→ **Exercise**: Select from the records below every line that has the word "windshield" in it.

→ **Working data**:
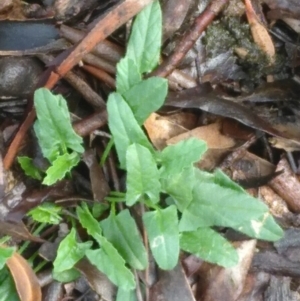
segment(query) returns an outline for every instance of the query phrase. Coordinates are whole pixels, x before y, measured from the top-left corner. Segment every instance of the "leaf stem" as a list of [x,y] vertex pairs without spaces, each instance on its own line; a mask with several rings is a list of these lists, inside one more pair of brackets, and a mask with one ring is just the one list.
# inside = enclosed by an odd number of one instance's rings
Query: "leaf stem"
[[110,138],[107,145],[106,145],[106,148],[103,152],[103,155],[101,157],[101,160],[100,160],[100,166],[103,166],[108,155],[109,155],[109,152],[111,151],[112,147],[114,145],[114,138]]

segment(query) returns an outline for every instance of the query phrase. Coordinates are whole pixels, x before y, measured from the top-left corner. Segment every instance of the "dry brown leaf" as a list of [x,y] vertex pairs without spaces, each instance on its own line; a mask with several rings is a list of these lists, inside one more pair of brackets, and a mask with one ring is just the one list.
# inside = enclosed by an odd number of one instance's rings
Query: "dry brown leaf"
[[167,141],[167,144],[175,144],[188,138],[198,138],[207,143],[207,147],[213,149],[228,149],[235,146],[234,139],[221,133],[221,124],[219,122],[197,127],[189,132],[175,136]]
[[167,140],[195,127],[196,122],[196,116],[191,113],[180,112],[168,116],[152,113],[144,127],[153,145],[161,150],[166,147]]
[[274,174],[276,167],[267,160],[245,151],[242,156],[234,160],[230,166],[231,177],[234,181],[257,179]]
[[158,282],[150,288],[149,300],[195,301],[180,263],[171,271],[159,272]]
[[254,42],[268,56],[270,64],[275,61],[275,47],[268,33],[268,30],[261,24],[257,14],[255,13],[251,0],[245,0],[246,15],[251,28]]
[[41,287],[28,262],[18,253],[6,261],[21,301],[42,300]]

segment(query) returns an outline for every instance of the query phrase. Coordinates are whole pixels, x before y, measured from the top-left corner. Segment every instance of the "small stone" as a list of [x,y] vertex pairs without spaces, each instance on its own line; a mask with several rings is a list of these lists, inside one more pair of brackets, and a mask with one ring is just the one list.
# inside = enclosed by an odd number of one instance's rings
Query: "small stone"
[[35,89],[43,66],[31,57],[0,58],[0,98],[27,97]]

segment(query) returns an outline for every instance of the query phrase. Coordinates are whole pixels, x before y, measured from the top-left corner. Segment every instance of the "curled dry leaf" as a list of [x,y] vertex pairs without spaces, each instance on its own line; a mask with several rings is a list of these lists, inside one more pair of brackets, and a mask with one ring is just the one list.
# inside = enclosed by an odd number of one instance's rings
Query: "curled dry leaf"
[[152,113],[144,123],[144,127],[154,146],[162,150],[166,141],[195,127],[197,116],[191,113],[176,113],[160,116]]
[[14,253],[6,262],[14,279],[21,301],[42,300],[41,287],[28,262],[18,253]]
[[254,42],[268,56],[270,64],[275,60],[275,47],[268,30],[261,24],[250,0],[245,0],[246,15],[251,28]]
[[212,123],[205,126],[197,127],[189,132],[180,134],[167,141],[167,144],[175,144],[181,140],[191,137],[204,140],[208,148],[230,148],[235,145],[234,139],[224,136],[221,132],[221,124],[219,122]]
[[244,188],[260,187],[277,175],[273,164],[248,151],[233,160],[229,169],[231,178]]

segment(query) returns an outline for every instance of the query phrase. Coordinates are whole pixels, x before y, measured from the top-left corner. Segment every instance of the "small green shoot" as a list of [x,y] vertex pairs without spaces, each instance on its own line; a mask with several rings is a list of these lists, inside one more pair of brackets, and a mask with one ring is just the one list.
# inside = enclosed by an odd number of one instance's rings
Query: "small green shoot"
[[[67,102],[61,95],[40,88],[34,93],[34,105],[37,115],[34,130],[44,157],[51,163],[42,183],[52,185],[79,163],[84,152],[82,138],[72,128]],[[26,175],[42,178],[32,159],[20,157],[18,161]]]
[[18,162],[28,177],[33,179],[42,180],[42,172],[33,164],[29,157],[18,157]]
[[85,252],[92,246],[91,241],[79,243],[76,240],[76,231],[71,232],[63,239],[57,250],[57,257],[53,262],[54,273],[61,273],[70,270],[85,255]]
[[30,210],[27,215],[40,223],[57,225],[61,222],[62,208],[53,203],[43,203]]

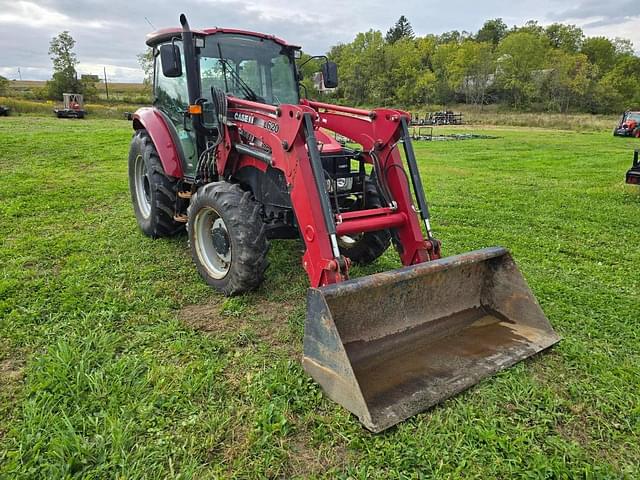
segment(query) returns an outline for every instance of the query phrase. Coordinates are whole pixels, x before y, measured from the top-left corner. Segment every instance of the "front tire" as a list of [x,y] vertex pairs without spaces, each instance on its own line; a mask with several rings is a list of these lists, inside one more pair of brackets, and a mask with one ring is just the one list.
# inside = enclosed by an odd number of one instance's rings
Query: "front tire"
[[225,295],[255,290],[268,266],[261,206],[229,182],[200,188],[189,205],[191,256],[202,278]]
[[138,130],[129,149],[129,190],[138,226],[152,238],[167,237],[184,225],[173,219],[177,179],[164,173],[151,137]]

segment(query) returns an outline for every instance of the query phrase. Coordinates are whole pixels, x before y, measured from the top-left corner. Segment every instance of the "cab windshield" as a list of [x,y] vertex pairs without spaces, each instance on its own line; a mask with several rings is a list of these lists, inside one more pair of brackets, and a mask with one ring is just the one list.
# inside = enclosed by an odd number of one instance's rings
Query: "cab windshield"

* * *

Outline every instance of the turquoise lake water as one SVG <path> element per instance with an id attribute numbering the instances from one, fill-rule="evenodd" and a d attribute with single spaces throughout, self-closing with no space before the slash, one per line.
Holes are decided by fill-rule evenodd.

* * *

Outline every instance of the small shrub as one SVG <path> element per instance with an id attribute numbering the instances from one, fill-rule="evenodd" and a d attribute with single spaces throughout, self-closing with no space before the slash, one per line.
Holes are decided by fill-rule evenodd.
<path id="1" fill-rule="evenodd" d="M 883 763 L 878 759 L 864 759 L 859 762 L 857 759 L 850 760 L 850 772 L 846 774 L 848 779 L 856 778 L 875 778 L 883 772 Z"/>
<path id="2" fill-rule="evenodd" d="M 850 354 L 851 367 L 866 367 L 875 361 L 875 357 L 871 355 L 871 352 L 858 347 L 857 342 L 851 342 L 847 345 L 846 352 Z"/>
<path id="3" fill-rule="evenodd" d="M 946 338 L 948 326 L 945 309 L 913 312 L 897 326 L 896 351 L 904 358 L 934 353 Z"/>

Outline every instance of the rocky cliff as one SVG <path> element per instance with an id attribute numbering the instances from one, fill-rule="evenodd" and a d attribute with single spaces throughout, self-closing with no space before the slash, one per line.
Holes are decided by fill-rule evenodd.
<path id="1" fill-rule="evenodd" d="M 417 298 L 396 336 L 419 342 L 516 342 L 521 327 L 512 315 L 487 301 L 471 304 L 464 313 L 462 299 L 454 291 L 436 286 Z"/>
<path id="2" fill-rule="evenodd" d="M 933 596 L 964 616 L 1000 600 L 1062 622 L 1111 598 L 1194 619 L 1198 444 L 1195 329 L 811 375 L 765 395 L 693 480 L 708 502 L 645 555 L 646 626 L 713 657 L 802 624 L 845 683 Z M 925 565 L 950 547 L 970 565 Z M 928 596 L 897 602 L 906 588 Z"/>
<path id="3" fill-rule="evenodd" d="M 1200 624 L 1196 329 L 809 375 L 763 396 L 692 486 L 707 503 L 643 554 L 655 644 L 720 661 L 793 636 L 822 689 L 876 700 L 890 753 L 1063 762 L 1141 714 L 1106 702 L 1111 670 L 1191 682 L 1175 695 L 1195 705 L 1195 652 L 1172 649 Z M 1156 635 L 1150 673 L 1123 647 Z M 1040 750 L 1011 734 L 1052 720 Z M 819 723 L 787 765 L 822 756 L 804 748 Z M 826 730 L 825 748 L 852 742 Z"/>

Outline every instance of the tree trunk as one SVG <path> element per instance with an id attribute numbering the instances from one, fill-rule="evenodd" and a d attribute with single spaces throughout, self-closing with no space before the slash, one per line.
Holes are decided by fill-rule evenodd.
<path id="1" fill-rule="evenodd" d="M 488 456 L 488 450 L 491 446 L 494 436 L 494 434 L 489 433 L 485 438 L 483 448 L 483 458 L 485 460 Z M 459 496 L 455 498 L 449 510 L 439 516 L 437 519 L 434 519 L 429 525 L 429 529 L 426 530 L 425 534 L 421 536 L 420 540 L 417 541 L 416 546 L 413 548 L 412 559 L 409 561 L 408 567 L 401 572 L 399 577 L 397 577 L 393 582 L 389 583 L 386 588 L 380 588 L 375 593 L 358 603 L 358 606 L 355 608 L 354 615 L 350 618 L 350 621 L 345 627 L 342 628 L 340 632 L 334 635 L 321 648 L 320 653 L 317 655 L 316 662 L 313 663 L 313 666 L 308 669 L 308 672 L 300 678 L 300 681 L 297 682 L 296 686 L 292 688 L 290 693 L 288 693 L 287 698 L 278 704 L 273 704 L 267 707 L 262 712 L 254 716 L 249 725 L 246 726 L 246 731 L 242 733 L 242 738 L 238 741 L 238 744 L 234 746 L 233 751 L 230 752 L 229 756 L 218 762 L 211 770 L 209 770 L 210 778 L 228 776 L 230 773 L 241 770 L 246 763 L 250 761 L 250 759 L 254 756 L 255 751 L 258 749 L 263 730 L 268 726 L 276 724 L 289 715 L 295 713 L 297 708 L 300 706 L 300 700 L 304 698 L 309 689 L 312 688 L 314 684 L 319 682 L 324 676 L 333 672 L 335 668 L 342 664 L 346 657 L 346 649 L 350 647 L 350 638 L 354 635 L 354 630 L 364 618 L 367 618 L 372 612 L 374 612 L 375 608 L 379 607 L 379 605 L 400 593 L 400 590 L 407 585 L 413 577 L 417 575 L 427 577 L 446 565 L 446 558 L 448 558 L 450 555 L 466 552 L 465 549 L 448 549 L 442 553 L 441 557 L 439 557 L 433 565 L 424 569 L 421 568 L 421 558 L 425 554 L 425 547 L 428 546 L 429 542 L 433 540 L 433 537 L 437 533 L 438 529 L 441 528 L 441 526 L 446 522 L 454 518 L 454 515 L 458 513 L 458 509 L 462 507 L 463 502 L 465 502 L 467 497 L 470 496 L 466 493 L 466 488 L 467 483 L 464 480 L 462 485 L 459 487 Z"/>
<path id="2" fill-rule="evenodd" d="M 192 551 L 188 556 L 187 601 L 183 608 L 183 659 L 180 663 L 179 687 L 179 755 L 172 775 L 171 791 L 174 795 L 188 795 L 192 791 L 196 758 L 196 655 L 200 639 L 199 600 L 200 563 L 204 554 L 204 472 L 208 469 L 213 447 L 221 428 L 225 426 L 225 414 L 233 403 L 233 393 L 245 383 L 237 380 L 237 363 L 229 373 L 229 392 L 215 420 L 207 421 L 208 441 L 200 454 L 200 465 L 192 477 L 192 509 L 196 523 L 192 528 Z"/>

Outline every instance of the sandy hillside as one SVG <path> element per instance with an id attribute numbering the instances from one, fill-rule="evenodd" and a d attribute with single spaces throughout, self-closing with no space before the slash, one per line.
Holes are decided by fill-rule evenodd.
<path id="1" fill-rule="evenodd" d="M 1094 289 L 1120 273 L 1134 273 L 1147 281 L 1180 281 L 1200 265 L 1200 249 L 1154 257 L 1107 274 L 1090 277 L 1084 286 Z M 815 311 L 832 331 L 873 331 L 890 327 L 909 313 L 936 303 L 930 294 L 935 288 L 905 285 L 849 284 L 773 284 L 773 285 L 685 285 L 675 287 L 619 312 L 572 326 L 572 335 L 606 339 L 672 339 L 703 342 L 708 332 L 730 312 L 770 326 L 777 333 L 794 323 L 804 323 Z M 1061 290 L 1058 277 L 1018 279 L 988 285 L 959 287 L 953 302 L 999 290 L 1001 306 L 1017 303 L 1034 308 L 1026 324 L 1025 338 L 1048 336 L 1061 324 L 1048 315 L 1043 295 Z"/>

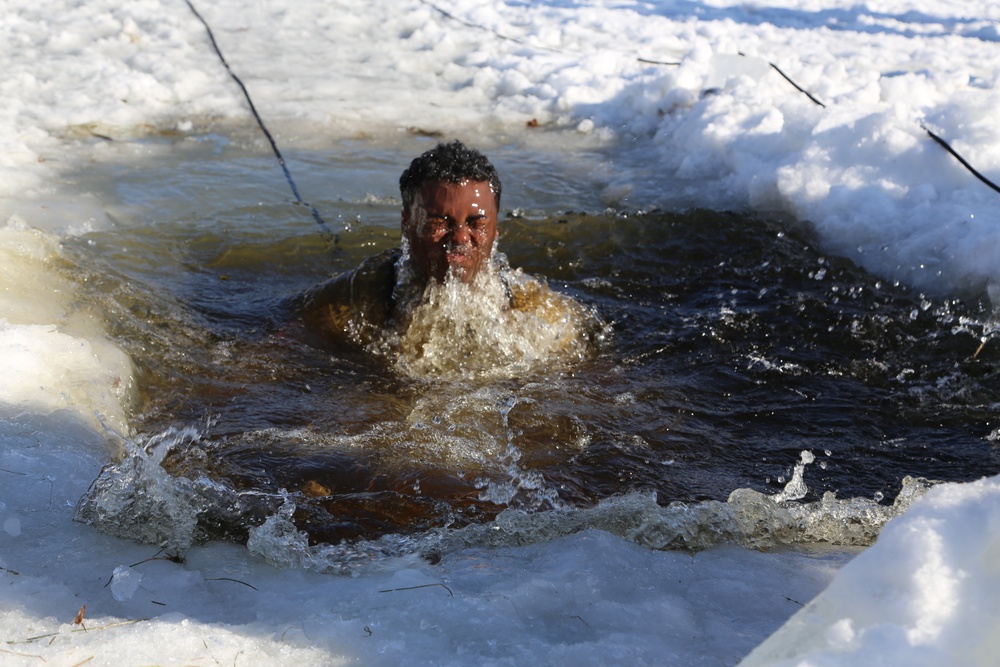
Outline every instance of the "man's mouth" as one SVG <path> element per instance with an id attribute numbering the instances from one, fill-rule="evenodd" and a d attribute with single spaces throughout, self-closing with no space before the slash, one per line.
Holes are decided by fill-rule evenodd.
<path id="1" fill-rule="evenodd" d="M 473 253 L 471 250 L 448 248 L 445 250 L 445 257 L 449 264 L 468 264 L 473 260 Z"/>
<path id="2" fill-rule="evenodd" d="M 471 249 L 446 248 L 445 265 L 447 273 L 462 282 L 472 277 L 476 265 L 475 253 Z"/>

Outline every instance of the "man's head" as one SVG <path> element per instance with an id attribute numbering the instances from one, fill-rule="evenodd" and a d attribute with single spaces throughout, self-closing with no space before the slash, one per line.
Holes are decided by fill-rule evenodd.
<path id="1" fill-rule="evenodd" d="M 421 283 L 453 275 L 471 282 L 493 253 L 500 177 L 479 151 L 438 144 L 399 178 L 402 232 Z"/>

→ **Solution to the exercise**:
segment(query) returns an outline for every instance of the query phrase. Coordinates are whole pixels, x before y, measured from the top-left corner. Segment every instance of the "cab windshield" as a list of [x,y] vertex pairs without spaces, each instance on its own line; a mask with several rings is a list of these lists, inside one more pair of brackets, and a mask with one ring is just the one list.
Query: "cab windshield"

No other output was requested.